Saved entries
++++++++
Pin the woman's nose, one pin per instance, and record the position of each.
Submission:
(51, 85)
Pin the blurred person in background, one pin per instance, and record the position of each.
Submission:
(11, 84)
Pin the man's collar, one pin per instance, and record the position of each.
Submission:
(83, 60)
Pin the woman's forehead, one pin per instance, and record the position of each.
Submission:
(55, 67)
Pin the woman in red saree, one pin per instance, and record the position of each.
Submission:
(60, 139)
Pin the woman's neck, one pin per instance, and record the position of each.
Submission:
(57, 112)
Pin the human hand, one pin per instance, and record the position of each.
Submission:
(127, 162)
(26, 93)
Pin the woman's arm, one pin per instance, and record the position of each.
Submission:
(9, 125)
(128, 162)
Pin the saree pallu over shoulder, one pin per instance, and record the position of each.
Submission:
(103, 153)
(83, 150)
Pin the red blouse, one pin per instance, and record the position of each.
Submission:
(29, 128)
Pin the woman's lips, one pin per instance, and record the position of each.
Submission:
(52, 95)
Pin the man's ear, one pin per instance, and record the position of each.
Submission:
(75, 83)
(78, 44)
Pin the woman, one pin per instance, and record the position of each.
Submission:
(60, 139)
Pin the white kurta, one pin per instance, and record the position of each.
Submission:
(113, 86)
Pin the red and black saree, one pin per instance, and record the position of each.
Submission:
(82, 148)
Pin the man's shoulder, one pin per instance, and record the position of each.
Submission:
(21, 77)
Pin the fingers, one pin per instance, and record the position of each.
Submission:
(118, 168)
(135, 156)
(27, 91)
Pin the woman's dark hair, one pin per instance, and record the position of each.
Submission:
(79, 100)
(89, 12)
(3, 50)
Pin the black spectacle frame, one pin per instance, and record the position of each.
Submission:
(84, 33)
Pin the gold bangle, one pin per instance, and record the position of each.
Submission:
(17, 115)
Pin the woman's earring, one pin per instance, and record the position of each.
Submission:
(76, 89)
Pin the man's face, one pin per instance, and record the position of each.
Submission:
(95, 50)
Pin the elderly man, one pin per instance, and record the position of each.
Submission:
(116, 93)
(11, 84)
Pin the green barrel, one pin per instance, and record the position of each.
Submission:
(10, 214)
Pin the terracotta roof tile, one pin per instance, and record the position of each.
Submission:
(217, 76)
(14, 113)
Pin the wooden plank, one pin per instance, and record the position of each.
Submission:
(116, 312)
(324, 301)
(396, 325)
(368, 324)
++++++++
*Instructions to follow*: Only the stretch of lines that begins with the one holding "Pin the wooden" and ends with the last line above belongs in the answer; please write it out exactly.

*Task output*:
Pin the wooden plank, one pin per instance, and record the position of each.
Submission:
(116, 312)
(324, 301)
(396, 325)
(368, 324)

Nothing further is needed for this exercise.